# [JOB]
Locate every line in the material below that contains the string "pick", and copy each of those lines in full.

# [INPUT MATERIAL]
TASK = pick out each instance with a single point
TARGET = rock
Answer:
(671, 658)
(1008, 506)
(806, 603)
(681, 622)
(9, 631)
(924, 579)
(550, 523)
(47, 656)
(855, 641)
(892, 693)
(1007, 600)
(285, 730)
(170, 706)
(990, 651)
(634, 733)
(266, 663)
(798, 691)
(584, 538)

# [EXERCISE RESPONSE]
TASK = pick out each instance with a single point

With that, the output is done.